Point annotations for photos:

--------------------

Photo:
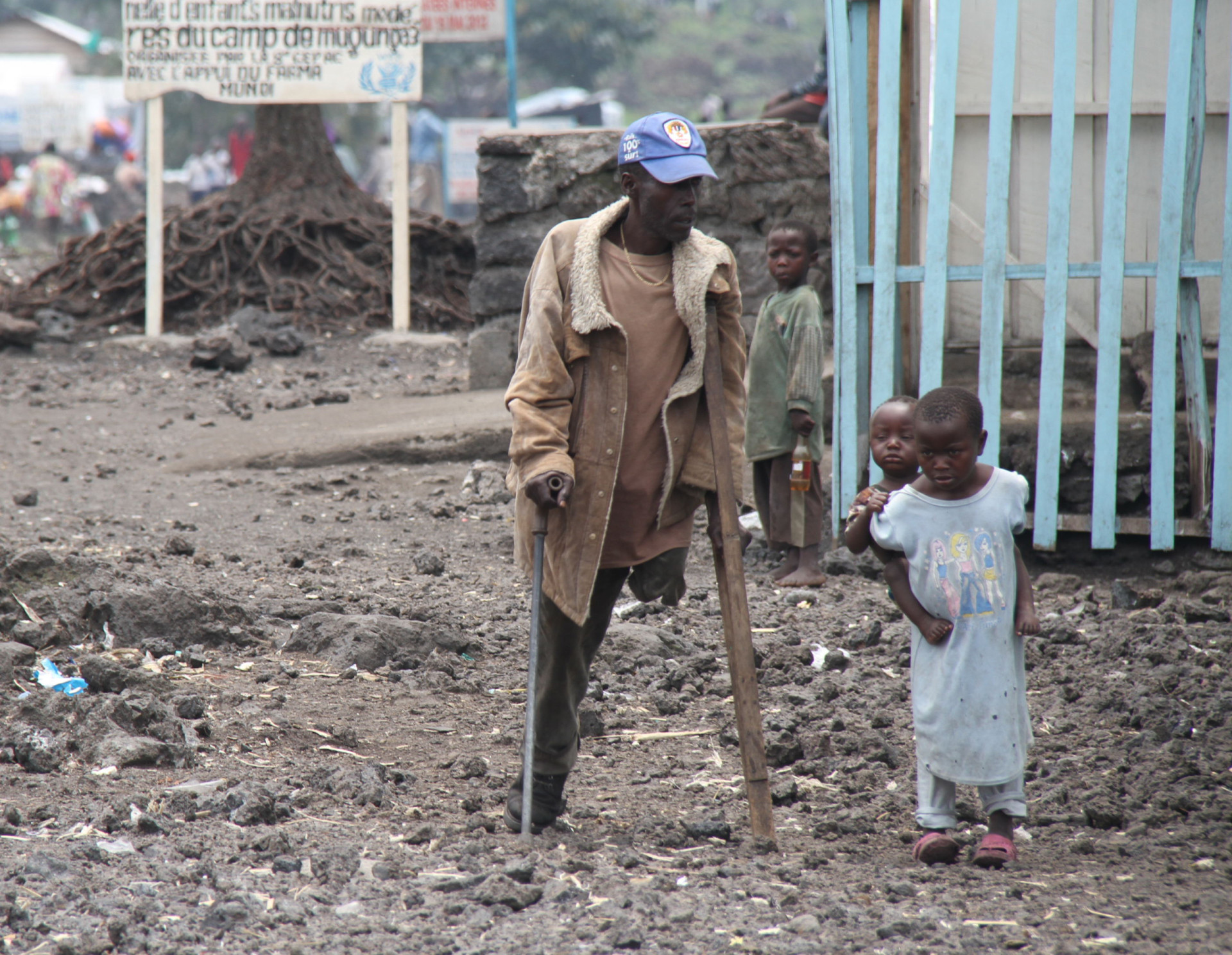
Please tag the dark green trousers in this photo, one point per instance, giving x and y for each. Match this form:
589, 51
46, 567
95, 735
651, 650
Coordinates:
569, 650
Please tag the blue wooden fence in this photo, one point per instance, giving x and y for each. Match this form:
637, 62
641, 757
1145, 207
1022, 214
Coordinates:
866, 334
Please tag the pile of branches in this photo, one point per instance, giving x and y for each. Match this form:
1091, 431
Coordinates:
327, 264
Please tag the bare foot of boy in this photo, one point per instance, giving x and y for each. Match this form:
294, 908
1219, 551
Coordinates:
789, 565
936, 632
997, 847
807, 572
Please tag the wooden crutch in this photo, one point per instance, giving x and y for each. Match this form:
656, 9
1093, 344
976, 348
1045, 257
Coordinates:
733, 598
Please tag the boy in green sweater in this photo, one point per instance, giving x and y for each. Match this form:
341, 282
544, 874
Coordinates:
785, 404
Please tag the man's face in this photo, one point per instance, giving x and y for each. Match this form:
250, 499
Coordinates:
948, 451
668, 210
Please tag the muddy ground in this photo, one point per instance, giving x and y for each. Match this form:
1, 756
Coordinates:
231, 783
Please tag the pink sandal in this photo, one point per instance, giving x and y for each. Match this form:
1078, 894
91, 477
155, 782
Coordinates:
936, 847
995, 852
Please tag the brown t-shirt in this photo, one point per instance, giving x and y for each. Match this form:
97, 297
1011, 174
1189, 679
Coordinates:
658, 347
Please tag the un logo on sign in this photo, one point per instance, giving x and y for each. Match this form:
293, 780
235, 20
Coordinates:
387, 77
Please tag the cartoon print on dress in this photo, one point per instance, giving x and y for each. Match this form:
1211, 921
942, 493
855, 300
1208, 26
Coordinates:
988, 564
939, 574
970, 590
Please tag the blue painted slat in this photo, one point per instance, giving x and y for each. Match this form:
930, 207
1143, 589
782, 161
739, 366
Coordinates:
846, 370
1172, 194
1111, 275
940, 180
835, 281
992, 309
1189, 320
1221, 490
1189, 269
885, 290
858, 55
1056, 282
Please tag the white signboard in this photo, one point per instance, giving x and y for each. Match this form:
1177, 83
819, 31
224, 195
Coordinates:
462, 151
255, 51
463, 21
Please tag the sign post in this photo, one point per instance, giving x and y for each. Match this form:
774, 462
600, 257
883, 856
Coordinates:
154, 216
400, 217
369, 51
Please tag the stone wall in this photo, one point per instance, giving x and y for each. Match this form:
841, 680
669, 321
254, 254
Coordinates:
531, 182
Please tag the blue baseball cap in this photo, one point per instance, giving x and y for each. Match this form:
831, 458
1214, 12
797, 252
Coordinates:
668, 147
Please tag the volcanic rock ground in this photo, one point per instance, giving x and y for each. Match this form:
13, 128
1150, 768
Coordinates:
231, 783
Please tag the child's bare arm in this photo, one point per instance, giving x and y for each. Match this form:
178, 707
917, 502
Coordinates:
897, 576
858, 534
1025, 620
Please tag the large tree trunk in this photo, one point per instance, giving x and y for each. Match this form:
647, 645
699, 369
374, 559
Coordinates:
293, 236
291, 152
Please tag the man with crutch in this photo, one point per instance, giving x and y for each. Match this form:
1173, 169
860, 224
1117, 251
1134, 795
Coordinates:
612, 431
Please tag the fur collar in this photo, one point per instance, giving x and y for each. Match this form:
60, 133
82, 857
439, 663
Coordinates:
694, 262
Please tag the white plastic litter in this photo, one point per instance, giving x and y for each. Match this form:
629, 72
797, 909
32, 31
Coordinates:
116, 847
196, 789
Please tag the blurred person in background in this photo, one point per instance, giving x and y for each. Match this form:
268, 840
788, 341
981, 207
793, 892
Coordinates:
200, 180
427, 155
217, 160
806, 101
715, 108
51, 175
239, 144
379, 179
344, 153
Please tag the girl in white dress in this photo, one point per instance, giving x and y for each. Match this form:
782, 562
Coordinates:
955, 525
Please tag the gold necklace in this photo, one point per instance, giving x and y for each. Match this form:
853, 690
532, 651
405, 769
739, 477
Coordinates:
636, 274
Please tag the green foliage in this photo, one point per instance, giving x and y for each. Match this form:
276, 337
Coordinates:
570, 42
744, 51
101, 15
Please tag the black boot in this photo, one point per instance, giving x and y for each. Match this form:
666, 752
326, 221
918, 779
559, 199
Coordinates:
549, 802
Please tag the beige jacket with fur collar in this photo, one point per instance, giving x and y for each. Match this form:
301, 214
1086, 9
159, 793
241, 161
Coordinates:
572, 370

--------------------

Return exactly the lines from the line bearing "Please tag the green" to the end of the records, inclusive of both; include no other lines.

→ The result
Please tag the green foliage in this photo, one point per instance, giving x and y for each. Match this form:
276, 337
Coordinates:
570, 42
744, 51
101, 15
Please tag the black boot in this photo, one point per instance, giving x and y for each. Match this form:
666, 752
326, 221
918, 779
559, 199
Coordinates:
549, 802
Please tag the beige jacket with fur collar in this photo, one point per instance, giving x and y for each. Match this form:
301, 214
1086, 9
159, 793
241, 161
Coordinates:
572, 370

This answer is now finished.